• Task requirements:
Answer these from the text below on tractor tire slip:
(a) Which speed range was treated as the plow tillage range?
(b) What drawbacks of field test methods are named?
(c) How did the slip ratio and slip angle change as the tractor's speed range decreased?

• Page:
+---+
The rural labor force has gradually been decreasing due to the decrement of the farm population and the increment of the aging population. To solve these problems, it is necessary to develop and study autonomous agricultural machinery. Therefore, analyzing the dynamic behavior of vehicles in an autonomous agricultural environment is important. Until now, most studies on agricultural machinery, especially on ground vehicle dynamics, have been done by field tests. However, these field test methods are time consuming and costly with seasonal restrictions. A research method that can replace existing field test methods by using simulations is needed. In this study, we did basic research analyzing the effect of the travelling speed of a tractor on tire slip using simulation software. A tractor simulation model was developed based on field conditions following a straight path. The simulation was done for three ranges of speed: 20 - 30 km/h (considered the normal travelling speed range), 6 - 8 km/h (considered the plow tillage speed range) and 2 - 4 km/h (considered the rotary tillage speed range). The results of the simulation show that the slip ratio and slip angle values tended to increase as the traveling speed range of the tractor decreased. From the simulation results, it can be concluded that at low tractor speeds, it becomes more difficult to control the vehicle path. In future research, simulations will be done with various work environments such as a curved path as well as with various friction coefficient conditions, and the simulation results will be experimentally verified by applying them to an agricultural tractor.
+---+
• Items:
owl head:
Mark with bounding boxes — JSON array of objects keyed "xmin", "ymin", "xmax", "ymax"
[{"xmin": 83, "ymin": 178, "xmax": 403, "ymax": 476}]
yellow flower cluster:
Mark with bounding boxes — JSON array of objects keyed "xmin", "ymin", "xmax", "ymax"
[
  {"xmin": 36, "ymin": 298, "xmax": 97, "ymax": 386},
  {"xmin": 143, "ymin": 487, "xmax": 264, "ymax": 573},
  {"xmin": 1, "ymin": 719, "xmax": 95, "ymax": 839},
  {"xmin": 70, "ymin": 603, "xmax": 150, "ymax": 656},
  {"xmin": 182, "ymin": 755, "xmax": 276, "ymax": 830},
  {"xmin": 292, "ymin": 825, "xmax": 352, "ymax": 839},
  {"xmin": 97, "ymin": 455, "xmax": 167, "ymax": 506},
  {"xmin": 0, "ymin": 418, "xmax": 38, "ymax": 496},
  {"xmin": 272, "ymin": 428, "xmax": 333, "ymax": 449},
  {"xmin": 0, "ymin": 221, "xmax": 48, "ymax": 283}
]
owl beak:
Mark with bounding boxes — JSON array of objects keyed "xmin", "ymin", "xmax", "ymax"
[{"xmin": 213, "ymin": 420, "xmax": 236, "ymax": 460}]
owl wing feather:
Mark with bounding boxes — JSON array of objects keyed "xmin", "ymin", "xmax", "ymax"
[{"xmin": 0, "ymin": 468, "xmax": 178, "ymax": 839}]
+---+
• Finished answer:
(a) 6 - 8 km/h.
(b) They are time consuming and costly, with seasonal restrictions.
(c) They tended to increase.